RECORDS FOR THE TASK:
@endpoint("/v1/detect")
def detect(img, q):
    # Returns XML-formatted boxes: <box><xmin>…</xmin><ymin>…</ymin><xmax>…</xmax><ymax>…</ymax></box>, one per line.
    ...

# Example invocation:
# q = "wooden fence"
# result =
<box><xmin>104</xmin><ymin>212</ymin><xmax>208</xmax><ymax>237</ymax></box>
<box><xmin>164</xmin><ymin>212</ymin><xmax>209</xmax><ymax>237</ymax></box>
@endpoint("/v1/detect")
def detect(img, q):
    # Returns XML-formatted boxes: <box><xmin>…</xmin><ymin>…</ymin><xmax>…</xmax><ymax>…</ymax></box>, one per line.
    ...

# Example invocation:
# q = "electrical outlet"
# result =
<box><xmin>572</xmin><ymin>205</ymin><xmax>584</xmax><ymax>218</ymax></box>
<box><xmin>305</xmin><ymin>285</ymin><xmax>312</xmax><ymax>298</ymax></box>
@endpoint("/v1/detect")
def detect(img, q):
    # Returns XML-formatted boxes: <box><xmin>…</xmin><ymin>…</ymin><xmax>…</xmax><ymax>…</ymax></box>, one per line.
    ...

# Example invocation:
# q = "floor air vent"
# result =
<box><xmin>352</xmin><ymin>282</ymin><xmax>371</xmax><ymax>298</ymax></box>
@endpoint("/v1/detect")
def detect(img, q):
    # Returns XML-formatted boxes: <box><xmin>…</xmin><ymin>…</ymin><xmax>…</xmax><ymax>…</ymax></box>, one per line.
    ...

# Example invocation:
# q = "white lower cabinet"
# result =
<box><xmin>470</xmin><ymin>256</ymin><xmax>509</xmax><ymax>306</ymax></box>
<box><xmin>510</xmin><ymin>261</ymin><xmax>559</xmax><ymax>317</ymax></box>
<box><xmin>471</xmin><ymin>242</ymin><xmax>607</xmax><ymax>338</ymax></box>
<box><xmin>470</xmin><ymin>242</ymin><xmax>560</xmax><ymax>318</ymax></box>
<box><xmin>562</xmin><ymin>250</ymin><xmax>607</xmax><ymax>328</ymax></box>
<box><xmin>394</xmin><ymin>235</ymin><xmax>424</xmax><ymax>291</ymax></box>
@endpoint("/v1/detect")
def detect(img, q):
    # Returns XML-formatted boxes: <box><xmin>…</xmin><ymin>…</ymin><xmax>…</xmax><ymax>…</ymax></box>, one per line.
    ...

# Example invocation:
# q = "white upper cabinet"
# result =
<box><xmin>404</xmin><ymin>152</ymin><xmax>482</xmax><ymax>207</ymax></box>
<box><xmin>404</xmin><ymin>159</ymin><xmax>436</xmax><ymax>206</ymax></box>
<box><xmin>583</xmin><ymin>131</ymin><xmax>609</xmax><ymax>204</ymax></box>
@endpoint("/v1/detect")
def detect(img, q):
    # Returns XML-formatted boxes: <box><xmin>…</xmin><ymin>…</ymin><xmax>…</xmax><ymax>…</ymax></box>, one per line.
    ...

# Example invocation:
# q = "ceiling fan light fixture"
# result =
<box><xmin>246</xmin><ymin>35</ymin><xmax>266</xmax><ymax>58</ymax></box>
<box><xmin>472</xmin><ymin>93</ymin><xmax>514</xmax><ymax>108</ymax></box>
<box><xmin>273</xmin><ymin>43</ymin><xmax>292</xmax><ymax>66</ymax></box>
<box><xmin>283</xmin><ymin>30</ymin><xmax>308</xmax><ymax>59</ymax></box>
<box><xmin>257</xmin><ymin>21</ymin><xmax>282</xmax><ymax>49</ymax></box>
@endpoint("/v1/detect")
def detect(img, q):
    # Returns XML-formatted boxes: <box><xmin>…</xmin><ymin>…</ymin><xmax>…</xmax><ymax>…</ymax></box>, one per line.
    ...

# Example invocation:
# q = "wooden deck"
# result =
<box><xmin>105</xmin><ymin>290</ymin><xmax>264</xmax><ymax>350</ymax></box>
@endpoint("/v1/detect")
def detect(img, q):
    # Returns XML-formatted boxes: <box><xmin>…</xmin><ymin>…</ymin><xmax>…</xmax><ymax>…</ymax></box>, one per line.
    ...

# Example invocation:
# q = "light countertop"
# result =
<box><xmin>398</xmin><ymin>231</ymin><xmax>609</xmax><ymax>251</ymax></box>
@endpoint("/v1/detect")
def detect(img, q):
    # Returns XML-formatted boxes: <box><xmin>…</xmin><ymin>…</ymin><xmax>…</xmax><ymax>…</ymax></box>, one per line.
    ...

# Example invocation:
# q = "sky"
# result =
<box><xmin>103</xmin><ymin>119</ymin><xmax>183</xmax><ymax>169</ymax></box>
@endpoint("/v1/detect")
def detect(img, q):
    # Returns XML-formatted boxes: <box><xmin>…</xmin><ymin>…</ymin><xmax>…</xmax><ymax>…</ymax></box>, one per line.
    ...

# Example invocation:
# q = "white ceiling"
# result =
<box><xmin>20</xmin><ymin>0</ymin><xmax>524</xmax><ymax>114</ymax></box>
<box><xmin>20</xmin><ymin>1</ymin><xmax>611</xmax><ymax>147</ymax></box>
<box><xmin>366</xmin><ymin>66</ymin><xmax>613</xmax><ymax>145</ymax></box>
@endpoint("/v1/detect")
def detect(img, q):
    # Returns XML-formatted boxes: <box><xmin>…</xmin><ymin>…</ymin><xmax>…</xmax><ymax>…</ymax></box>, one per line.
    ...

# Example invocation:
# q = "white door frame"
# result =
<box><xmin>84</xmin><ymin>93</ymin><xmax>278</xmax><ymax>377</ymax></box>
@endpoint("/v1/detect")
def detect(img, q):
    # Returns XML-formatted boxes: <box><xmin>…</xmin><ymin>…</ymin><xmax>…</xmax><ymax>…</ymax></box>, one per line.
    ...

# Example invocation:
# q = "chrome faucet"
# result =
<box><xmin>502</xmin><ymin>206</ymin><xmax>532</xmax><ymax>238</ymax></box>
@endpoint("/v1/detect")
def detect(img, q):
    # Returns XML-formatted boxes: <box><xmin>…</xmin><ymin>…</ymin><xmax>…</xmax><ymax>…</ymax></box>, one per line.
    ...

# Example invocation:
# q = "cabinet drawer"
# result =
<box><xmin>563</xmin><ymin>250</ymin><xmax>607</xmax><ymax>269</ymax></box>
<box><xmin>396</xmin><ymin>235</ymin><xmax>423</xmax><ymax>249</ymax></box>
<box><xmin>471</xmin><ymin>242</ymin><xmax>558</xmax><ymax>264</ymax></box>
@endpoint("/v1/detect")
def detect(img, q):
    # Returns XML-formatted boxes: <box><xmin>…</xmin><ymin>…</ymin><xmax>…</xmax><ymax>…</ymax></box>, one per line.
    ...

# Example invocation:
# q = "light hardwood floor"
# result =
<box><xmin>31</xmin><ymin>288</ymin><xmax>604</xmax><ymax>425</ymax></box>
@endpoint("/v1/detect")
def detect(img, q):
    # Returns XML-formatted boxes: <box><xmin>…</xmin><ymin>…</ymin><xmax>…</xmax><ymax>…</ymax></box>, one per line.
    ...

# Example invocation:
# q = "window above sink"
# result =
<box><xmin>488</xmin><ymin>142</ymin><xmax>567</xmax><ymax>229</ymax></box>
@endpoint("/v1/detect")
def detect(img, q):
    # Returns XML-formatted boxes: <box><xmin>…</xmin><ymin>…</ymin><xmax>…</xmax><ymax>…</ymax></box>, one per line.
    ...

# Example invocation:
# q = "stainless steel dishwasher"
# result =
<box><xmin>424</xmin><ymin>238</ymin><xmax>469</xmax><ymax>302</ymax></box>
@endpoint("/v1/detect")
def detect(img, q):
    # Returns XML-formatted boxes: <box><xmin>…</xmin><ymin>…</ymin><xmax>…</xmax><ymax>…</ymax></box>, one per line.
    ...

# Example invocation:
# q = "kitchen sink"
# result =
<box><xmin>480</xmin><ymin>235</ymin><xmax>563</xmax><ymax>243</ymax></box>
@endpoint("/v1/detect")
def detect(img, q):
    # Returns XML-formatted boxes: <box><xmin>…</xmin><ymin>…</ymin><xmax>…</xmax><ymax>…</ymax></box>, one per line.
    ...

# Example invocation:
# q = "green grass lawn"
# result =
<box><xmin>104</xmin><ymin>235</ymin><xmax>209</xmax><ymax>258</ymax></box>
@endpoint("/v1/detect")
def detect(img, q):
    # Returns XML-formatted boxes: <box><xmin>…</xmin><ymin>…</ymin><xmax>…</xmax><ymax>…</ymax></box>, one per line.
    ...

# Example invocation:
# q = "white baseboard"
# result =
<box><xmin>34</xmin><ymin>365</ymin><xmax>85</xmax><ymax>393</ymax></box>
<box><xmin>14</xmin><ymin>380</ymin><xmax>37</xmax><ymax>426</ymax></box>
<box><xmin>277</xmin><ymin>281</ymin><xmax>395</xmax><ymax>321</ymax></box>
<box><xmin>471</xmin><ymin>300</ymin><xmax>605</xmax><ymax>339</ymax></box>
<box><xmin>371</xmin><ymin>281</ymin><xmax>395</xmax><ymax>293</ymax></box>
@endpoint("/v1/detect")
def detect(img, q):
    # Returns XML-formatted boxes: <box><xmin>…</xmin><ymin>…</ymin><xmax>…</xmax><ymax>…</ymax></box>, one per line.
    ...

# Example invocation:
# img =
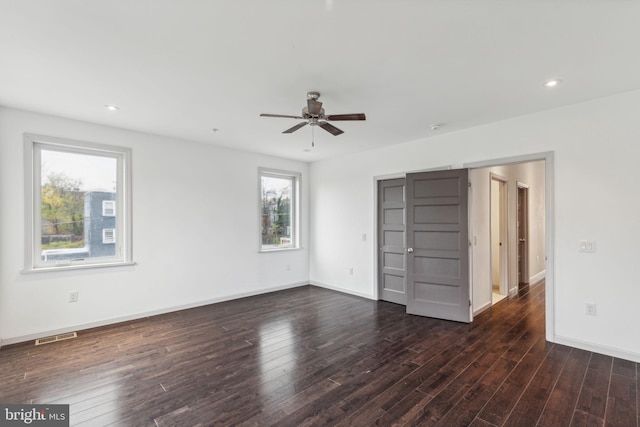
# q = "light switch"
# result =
<box><xmin>579</xmin><ymin>240</ymin><xmax>596</xmax><ymax>253</ymax></box>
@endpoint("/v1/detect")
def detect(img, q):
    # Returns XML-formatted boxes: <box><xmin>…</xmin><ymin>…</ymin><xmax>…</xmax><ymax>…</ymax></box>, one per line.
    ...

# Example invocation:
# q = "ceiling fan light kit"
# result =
<box><xmin>260</xmin><ymin>91</ymin><xmax>366</xmax><ymax>145</ymax></box>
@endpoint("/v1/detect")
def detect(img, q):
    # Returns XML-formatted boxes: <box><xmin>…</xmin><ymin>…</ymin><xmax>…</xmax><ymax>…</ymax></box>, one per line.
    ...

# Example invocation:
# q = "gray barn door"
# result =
<box><xmin>378</xmin><ymin>178</ymin><xmax>407</xmax><ymax>305</ymax></box>
<box><xmin>406</xmin><ymin>169</ymin><xmax>471</xmax><ymax>323</ymax></box>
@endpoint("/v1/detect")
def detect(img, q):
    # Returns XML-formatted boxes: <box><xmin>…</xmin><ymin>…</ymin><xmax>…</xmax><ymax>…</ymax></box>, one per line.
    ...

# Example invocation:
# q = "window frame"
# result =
<box><xmin>258</xmin><ymin>168</ymin><xmax>301</xmax><ymax>252</ymax></box>
<box><xmin>23</xmin><ymin>133</ymin><xmax>133</xmax><ymax>272</ymax></box>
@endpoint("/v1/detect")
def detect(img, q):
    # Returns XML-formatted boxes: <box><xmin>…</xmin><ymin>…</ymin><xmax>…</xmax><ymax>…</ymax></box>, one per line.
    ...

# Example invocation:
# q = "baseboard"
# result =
<box><xmin>529</xmin><ymin>269</ymin><xmax>546</xmax><ymax>284</ymax></box>
<box><xmin>473</xmin><ymin>301</ymin><xmax>492</xmax><ymax>316</ymax></box>
<box><xmin>309</xmin><ymin>280</ymin><xmax>376</xmax><ymax>301</ymax></box>
<box><xmin>1</xmin><ymin>281</ymin><xmax>309</xmax><ymax>347</ymax></box>
<box><xmin>553</xmin><ymin>334</ymin><xmax>640</xmax><ymax>363</ymax></box>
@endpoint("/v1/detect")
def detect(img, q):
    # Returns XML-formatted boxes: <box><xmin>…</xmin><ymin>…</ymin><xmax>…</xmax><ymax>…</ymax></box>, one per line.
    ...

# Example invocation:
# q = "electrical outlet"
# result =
<box><xmin>349</xmin><ymin>267</ymin><xmax>354</xmax><ymax>275</ymax></box>
<box><xmin>286</xmin><ymin>264</ymin><xmax>291</xmax><ymax>271</ymax></box>
<box><xmin>585</xmin><ymin>303</ymin><xmax>596</xmax><ymax>316</ymax></box>
<box><xmin>69</xmin><ymin>291</ymin><xmax>79</xmax><ymax>303</ymax></box>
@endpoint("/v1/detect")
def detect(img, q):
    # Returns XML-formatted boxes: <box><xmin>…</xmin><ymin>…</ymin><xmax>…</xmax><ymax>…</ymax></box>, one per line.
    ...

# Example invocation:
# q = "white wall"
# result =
<box><xmin>0</xmin><ymin>107</ymin><xmax>309</xmax><ymax>345</ymax></box>
<box><xmin>470</xmin><ymin>161</ymin><xmax>546</xmax><ymax>313</ymax></box>
<box><xmin>310</xmin><ymin>90</ymin><xmax>640</xmax><ymax>362</ymax></box>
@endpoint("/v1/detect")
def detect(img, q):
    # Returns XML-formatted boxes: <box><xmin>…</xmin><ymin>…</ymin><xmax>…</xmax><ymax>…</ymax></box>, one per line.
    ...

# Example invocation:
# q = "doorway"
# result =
<box><xmin>490</xmin><ymin>175</ymin><xmax>508</xmax><ymax>304</ymax></box>
<box><xmin>467</xmin><ymin>158</ymin><xmax>547</xmax><ymax>322</ymax></box>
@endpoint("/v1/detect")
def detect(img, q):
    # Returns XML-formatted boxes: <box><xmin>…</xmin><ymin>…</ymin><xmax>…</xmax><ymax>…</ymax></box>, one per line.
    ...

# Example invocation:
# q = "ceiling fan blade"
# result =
<box><xmin>283</xmin><ymin>122</ymin><xmax>308</xmax><ymax>133</ymax></box>
<box><xmin>319</xmin><ymin>122</ymin><xmax>344</xmax><ymax>136</ymax></box>
<box><xmin>307</xmin><ymin>99</ymin><xmax>323</xmax><ymax>115</ymax></box>
<box><xmin>260</xmin><ymin>113</ymin><xmax>304</xmax><ymax>119</ymax></box>
<box><xmin>326</xmin><ymin>113</ymin><xmax>366</xmax><ymax>121</ymax></box>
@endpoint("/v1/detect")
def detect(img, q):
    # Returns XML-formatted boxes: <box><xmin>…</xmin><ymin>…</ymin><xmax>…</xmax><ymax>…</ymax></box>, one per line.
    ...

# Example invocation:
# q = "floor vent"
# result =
<box><xmin>35</xmin><ymin>332</ymin><xmax>77</xmax><ymax>346</ymax></box>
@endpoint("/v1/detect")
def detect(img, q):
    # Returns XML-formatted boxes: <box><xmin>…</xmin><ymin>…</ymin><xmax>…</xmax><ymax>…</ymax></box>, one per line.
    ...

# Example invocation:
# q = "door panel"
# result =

PROBLEM REQUIREMENTS: Find the lines above with the word "floor". Copy them out.

EXERCISE OUTPUT:
# q = "floor air vent"
# q = "light hardwood floor"
# q = "floor vent"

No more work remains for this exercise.